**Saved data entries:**

+ + + + +

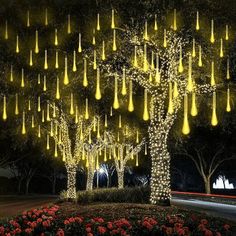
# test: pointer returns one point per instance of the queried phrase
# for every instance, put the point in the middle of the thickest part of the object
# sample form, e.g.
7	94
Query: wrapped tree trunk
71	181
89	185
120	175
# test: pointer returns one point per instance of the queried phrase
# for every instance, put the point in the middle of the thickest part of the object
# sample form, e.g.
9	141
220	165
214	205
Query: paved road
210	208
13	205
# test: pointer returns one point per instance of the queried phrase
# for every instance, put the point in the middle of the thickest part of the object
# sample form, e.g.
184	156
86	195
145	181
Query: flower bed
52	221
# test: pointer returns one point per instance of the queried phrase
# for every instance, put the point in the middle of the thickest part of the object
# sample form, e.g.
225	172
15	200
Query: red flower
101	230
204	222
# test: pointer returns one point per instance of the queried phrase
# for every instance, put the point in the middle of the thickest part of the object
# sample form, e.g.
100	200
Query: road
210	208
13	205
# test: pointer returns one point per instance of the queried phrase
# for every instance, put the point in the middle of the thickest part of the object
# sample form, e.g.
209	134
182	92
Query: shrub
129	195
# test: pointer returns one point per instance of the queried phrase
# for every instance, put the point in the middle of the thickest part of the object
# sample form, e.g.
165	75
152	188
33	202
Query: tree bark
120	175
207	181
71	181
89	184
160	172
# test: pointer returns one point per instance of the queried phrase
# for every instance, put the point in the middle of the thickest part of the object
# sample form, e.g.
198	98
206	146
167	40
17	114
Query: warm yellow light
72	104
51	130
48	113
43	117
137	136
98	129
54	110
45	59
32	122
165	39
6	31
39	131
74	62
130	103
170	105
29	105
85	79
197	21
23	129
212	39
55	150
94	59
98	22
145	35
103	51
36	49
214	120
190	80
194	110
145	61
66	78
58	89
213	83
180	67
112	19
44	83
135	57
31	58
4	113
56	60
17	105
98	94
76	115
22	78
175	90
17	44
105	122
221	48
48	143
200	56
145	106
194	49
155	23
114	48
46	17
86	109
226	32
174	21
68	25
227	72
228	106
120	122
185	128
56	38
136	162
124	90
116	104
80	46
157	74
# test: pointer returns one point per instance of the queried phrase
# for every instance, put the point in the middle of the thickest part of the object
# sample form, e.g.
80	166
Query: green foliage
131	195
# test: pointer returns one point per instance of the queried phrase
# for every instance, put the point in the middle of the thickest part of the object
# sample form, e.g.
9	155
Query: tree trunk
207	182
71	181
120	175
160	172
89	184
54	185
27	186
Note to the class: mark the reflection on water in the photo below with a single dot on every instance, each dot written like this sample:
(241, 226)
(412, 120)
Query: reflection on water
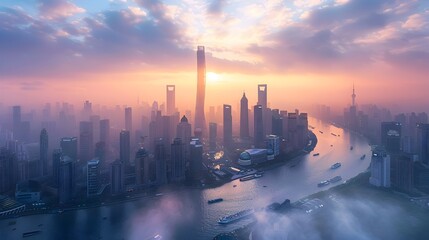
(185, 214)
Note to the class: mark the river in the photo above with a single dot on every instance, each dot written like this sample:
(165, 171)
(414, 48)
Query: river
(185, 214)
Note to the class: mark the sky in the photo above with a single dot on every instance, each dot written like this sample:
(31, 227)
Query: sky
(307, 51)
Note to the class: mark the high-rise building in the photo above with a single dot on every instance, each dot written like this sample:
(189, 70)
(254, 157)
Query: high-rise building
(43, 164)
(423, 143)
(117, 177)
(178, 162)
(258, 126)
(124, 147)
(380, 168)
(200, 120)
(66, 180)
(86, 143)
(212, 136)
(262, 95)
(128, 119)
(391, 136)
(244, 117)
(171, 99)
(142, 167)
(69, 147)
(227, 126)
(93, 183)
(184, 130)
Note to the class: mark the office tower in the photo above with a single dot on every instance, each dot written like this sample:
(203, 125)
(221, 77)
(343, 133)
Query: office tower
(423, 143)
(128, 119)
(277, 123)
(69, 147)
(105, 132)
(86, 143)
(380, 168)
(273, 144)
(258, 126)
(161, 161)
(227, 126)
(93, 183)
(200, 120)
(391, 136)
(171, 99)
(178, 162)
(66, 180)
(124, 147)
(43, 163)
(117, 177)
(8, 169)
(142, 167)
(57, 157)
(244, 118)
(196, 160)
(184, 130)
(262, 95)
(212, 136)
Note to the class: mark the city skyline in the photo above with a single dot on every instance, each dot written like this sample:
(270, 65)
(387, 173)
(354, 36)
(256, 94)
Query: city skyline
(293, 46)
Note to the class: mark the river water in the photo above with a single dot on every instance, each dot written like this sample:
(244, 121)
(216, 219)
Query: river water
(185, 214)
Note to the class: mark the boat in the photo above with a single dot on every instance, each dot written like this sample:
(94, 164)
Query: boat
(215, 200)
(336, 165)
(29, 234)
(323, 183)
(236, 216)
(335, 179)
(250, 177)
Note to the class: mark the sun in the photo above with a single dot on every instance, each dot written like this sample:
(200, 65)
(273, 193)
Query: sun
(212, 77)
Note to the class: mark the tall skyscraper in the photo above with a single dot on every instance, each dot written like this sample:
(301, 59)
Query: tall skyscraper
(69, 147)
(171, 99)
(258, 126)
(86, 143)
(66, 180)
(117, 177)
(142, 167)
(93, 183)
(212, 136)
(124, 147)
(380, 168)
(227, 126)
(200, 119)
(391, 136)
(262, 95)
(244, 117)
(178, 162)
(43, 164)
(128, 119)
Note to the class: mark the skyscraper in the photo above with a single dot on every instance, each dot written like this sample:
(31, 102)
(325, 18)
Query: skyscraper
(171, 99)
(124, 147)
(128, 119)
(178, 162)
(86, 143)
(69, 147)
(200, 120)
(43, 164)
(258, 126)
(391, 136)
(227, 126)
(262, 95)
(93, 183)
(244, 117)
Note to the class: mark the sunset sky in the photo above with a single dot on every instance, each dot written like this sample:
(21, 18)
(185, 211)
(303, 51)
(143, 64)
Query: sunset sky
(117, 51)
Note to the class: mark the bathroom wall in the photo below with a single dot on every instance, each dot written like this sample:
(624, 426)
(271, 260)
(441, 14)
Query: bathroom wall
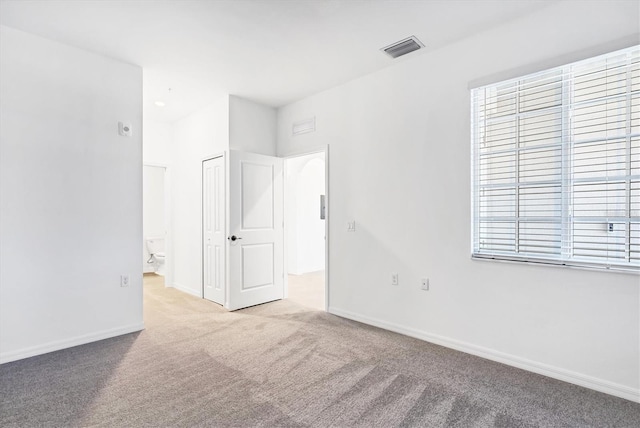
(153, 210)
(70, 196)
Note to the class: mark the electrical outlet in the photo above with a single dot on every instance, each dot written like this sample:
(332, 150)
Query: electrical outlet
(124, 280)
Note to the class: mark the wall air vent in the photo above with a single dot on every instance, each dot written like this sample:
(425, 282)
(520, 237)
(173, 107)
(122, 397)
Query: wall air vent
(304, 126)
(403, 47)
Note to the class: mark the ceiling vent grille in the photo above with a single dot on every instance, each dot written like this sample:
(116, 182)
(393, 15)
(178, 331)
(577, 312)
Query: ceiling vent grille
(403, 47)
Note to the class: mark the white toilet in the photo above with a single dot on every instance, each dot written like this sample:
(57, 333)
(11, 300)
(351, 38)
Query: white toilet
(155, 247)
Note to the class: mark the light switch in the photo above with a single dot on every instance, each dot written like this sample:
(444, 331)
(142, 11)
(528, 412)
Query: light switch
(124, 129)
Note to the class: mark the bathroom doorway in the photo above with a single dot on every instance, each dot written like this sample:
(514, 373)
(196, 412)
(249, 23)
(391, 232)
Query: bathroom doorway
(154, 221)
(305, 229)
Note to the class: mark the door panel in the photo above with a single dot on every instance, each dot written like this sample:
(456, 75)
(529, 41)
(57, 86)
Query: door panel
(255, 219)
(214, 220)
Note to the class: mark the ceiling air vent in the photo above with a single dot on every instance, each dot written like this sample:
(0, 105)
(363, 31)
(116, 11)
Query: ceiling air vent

+ + + + +

**Action item:** Only lines containing "below" belong in the answer; copy every such line from the records.

**The completed task:**
Note to the class: mark the reflection on water in the photo below with a single dot on every instance, each dot written like this sample:
Note to the class: mark the bathroom wall in the photo below with a single dot on every instance, each dot written like this sample:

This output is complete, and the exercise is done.